• **What you have to do**
Exclude all pictures, then copy each of the records exactly as written.
┏━━
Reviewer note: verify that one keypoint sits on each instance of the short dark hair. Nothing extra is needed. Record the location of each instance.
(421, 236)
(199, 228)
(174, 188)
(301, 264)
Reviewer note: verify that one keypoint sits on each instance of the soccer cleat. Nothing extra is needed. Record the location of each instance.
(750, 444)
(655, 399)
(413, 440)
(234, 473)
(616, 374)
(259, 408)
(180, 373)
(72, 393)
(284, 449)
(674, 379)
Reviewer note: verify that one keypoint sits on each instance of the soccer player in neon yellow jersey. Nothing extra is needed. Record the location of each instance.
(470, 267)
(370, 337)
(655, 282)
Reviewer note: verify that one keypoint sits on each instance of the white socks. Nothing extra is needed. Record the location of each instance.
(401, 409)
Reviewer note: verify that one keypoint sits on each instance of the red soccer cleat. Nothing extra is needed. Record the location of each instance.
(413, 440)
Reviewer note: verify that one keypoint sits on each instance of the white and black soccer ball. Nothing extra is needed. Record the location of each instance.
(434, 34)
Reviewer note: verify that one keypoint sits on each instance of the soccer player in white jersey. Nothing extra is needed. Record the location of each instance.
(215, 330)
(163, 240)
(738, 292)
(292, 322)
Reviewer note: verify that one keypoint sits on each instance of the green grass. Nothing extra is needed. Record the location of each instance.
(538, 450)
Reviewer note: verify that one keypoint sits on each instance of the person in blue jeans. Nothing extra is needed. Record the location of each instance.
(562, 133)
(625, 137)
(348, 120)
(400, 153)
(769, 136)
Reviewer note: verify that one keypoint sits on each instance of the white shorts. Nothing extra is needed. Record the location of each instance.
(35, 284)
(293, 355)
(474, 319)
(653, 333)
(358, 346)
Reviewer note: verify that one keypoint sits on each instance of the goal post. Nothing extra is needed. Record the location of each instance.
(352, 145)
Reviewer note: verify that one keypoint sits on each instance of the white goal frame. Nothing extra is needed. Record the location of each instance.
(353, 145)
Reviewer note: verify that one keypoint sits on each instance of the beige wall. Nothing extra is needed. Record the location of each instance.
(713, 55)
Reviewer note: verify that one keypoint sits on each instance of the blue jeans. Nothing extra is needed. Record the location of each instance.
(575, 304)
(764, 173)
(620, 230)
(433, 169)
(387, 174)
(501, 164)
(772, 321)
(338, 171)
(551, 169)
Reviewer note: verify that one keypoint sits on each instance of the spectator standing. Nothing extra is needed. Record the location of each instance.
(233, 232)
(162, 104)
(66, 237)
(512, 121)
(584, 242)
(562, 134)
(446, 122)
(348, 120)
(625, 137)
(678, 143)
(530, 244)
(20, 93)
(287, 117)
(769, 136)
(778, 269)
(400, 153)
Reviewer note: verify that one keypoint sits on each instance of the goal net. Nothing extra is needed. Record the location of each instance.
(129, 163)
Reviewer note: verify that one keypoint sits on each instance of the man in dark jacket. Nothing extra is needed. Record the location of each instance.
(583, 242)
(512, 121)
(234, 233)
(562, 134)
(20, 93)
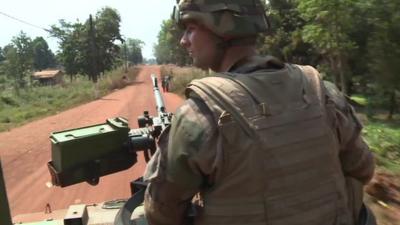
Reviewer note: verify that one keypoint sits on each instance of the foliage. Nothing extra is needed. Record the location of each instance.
(89, 48)
(285, 41)
(384, 139)
(19, 56)
(384, 48)
(43, 57)
(2, 57)
(46, 100)
(132, 51)
(168, 49)
(181, 77)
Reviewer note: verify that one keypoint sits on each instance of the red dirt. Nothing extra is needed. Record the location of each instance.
(25, 150)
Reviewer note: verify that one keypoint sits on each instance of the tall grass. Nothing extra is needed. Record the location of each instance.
(37, 102)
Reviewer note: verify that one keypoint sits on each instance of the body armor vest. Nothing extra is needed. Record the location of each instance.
(280, 156)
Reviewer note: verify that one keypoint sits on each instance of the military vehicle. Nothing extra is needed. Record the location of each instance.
(103, 149)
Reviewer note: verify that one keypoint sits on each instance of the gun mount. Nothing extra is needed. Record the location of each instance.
(105, 148)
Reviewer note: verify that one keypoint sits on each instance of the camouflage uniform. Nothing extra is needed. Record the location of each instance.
(189, 161)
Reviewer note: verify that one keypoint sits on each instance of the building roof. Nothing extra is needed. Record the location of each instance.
(46, 73)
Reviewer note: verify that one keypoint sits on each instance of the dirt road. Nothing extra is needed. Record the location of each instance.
(25, 150)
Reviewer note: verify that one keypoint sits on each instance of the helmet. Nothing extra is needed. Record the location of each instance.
(227, 19)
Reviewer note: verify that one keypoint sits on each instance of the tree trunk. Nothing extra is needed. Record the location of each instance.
(392, 104)
(333, 69)
(342, 75)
┗━━
• **Final result**
Reviewer note: verify that one keypoint sits on each instance of the short dark hair. Nothing extra is needed. Record the location of each instance.
(421, 236)
(199, 228)
(174, 188)
(301, 264)
Reviewer note: verify that one keypoint sits on each instance of the soccer cleat. Nothing extra is needed. Record the location of each instance.
(750, 444)
(655, 399)
(413, 440)
(234, 473)
(616, 374)
(259, 408)
(180, 373)
(72, 393)
(284, 449)
(674, 379)
Reviewer note: verify that one keypoint sits on each instance of the soccer player in neon yellow jersey. Nothing extra is needed. Record the location of each instance.
(470, 267)
(370, 337)
(655, 282)
Reviewer note: verify that one keypoint sits on each instance of the white socks. Nothing extra is needed. Record the location of each instance.
(401, 409)
Reviewer note: verify that one keypoint sits on each instance of the red soccer cleat. Nothing extra is needed. Record the location of each instance.
(413, 440)
Reviewer note: verify that one keypoint sits on each instance of the white and black soccer ball. Nothing extra is needed. Record the location of each instance.
(434, 34)
Reviewer note: verify that one keypoint sits on each instance of the soccer player in white jersey. Nothing extra is needed. Record the location of each instance.
(215, 330)
(163, 240)
(738, 292)
(292, 322)
Reviewer note: verify that one keypoint sits on each instance of the green grass. Nothing extra is needed. Record the location of each instance.
(538, 450)
Reviewer note: verify that one keypoint sits on each instance of the person in blue jeans. Nothing extra is needed. Record the location of each instance.
(562, 133)
(625, 137)
(348, 120)
(400, 153)
(769, 136)
Reviewer note: verify that one keypoint sits on each instance of the white shorts. Nothing extra is needed. Record the location of each instance.
(35, 284)
(293, 355)
(474, 319)
(653, 333)
(358, 346)
Reviewer note: verify that one keypoint sits on each instance of the goal post. Nothing extra is needed. Record the location of each instance.
(352, 145)
Reviewer note: verify that one keypoint sits on each instance of the white goal frame. Nothing extra is needed. Record the location of each instance.
(353, 145)
Reviewer note: verify that one keypoint sits on each instance of the beige wall. Nothing extra is needed. Record the location of each instance.
(713, 55)
Reviewer note: verify that one keypoint sits on each instance of the blue jeans. Nothing extra is needed. Record the location of each instance.
(575, 304)
(764, 173)
(620, 230)
(433, 169)
(387, 174)
(501, 164)
(772, 321)
(338, 171)
(551, 169)
Reviewer note: verify that one keypoint sits on each instance of the spectator standing. Nothing extra is needed. Record the location of each instance.
(233, 232)
(162, 104)
(66, 237)
(512, 121)
(584, 242)
(562, 134)
(446, 122)
(348, 120)
(625, 137)
(678, 143)
(530, 244)
(20, 93)
(287, 117)
(769, 136)
(778, 269)
(400, 153)
Reviewer note: verify that one keypoint sits on each instance of the goal net. Nothing extra is needed. Record the location of each instance.
(129, 163)
Reviewer note: verify that one keypoint sits on each instance of the man in dark jacket. Nothing extra is needed. Record the location of each instance.
(583, 242)
(512, 121)
(234, 233)
(562, 134)
(20, 93)
Reviewer note: verify that one keypoint sits on each instance of the foliage. Nothing extra is needed. Record the location of each instance.
(89, 48)
(285, 41)
(384, 139)
(19, 56)
(384, 48)
(43, 57)
(2, 57)
(46, 100)
(132, 51)
(168, 49)
(181, 77)
Reviewer note: verify that one keypoint sits on each instance of the red dirt. Nothing extra is needed. Record the location of each instance.
(25, 150)
Reviewer note: verify that one keypoint sits on each instance of the tall grass. Nothing extra is needed. Record the location of each instance.
(37, 102)
Reviewer note: verify that one keypoint sits on each instance of the body armor vest. Nothing extra is needed. Record the location of each instance.
(280, 156)
Reviewer note: verify that one keypoint sits on each instance of the military vehicle. Nothing extra is needed. Record the location of each instance.
(103, 149)
Reviewer note: verify that one keypoint sits on each instance of the gun mount. Nothing extra is needed. Record the location of each instance.
(105, 148)
Reviewer note: verify that one keypoint sits on each instance of the camouflage uniform. Nothing extra is needed. Record the location of each instance.
(189, 161)
Reviewer note: verify that one keypoint sits on each instance of the building roof. Nothing extra is needed. Record the location of each instance.
(46, 73)
Reviewer note: verify that one keypoint sits on each instance of the dirt road. Nothing extra is needed. Record the location of each instance.
(25, 150)
Reviewer note: verify that one keypoint sits on each instance of the helmet. Nothing extra is needed. Record the location of each instance.
(227, 19)
Reviewer note: verify that one keypoint sits on each instance of the tree trunk. Nothing extra is needed. Record the location of each instance.
(392, 104)
(333, 69)
(342, 75)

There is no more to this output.